KUTIPAN TEKS:
Masjid Mudzaffar Syah atau Masjid Kersik dibangun Sultan Ismail Shah, sultan pertama di Kesultanan Melayu Pattani pada 1514, sampai hari ini tetap terjaga
Hidayatullah.com | LEBIH dari 60 tahun merasakan menjadi wilayah konflik yang berat namun suasana islami di Thailand Selatan tetaplah terasa. Baru-baru ini saya diberi kesempatan Allah melakukan safar dan mengunjungi ulama setempat.
Meski tercatat sebagai minoritas, wilayah Thailand selatan memiliki kurang lebih empat ribu masjid. Sebagian besar tersebar di empat Provinsi; Pattani, Yala, Narathiwat dan Satun.
Di setiap provinsi ada masjid Jami’ atau masjid raya. Selama 20 tahun terakhir, kerajaan Thailand memberi perhatian yang lebih terhadap perawatan empat masjid itu.
Salah satu masjid yang paling bersejarah adalah Masjid Mudzaffar Syah atau juga disebut Masjid Keresik, Gresik (Krue – Se). Dinamakan begitu karena lokasinya terletak di daerah bernama Keresik.
Di masjid ini pula sejarah kelam menimpa warga Muslim. Ketika itu, tahun 2004, tentara militer Thailand yang dikomandani oleh Jendral Panlop Pinmanee ‘menguasai’ masjid dan melepaskan tembakan yang berujung meninggalnya 32 orang Muslim.
Akibat peristiwa ini, dua orang anak berumur 17 dan 18 tahun di antara 32 orang tersebut.
Nama Kersik/keresik (Krue-se) tentu menarik. Sebab ada kemiripan nama dengan sebuah kota di Jawa Timur, Gresik. Juga di kota Bangil Pasuruan ada kelurahan bernama Kersikan.
Menariknya, antara Kersik di Pattani, Gresik di Jawa Timur dan Kersikan Bangil sama-sama daerah di pesisir yang mayoritasnya adalah santri. Dahulu pesisir adalah kota maju, disebut bandar.
Dan umumnya mayoritas Muslim awal di Nusantara mendiami daerah Pesisir.
“Kemungkinan daerah-daerah ini yang memiliki kemiripan nama itu dulu ada hubungan rapat,” terang Habib Ali bin Yahya, Ketua LKKN (Lembaga Kajian Khazanah Nusantara) Jakarta.

CUPLIKAN DATA:
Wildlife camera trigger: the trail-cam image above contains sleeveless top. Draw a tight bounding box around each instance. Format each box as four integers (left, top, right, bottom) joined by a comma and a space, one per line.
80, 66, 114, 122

RANGKAIAN TUGAS:
A: Salin bagian teks tentang Masjid Kersik yang diawali "Meski tercatat sebagai" dan berlanjut hingga "Narathiwat dan Satun.".
B: Menurut teks tentang Masjid Kersik, siapa yang membangun Masjid Mudzaffar Syah dan pada tahun berapa?

PEMBAHASAN JAWABAN:
A:
Meski tercatat sebagai minoritas, wilayah Thailand selatan memiliki kurang lebih empat ribu masjid. Sebagian besar tersebar di empat Provinsi; Pattani, Yala, Narathiwat dan Satun.

B: Sultan Ismail Shah, pada 1514.